# Task
Copy only the rows from the one containing "Objective — one point per instance of the glass" through the last row, both ends included, keeping the requests intact. Shift every coordinate value in the answer points by -27.
═══ Information provided
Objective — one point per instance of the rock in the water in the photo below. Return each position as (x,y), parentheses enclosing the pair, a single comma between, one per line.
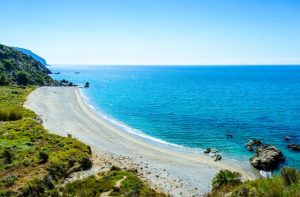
(249,147)
(208,150)
(229,135)
(294,147)
(218,157)
(267,157)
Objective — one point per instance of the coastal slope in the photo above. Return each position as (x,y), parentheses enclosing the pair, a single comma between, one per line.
(64,111)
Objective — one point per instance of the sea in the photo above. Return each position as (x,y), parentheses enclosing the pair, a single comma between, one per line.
(195,107)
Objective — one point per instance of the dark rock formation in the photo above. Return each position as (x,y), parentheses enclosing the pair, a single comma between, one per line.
(218,157)
(267,157)
(252,144)
(295,147)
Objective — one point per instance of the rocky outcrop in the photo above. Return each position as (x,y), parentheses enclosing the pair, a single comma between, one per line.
(253,143)
(267,157)
(294,147)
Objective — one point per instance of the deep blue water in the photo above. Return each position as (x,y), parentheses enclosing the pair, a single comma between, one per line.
(197,106)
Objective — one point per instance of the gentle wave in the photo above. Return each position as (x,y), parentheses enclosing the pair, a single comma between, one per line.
(137,132)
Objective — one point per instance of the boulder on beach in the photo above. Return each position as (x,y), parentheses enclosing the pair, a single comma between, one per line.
(207,150)
(287,138)
(295,147)
(267,157)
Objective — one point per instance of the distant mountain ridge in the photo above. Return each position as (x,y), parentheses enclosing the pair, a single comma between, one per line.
(33,55)
(15,63)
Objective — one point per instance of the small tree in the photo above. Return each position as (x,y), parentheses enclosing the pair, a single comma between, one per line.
(23,78)
(43,157)
(226,177)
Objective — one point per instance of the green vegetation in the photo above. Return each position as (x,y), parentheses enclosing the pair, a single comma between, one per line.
(129,185)
(226,177)
(287,184)
(33,161)
(9,114)
(19,68)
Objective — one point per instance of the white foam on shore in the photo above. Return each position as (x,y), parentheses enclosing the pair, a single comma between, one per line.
(153,140)
(139,133)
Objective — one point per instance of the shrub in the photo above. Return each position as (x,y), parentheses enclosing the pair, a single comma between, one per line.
(10,114)
(34,188)
(8,156)
(43,157)
(226,177)
(23,78)
(86,163)
(290,175)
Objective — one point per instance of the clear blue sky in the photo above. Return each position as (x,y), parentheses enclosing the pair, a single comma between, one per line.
(155,31)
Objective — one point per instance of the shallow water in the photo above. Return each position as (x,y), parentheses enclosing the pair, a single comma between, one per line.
(197,106)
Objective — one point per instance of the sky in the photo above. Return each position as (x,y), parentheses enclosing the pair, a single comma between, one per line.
(154,32)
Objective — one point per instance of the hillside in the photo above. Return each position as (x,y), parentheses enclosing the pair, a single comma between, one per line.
(18,68)
(33,55)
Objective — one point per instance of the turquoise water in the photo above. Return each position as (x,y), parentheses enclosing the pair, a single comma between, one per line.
(196,107)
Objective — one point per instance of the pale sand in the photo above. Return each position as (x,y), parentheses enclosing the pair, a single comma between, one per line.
(63,110)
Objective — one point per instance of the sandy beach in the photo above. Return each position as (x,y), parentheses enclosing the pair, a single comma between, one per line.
(64,111)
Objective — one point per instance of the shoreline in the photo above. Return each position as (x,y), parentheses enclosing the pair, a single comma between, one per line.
(63,111)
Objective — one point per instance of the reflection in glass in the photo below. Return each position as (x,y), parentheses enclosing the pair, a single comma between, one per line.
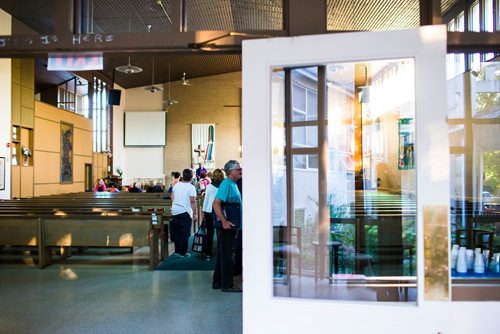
(474,120)
(366,168)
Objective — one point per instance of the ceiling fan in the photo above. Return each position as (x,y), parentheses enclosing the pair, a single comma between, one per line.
(153,88)
(129,69)
(169,101)
(185,82)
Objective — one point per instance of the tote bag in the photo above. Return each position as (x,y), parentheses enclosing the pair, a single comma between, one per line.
(200,239)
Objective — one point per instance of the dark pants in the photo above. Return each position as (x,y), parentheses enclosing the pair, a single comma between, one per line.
(209,225)
(180,230)
(224,264)
(238,254)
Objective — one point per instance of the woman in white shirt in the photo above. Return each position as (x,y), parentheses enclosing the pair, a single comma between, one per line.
(210,192)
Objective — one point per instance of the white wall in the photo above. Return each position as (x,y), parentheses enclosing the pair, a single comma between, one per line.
(5,104)
(136,162)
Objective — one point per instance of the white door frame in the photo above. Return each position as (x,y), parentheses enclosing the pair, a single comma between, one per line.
(261,311)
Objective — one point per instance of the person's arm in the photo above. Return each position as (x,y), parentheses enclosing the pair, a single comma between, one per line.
(192,199)
(226,224)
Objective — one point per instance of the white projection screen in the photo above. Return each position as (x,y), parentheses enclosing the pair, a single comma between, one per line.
(145,128)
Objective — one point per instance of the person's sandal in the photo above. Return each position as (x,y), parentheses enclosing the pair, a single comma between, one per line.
(234,288)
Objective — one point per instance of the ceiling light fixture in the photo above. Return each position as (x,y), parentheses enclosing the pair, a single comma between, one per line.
(129,69)
(169,101)
(185,82)
(153,88)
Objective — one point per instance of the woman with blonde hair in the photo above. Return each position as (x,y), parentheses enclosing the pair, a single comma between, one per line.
(210,192)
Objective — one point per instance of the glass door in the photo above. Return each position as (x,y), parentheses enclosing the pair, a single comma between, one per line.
(348,138)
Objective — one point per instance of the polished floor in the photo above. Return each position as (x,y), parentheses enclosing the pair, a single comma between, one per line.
══════
# Reply
Objective — one point per instance of the glass door in the photo above. Return each position as (x,y), parentheses enclosing the pair, a single comma between, one per line.
(321,111)
Objective — one point per instance of the polished floor in the photo above. Return each position as (x,y), parentheses enclosing the pair, a single comma between, one per line.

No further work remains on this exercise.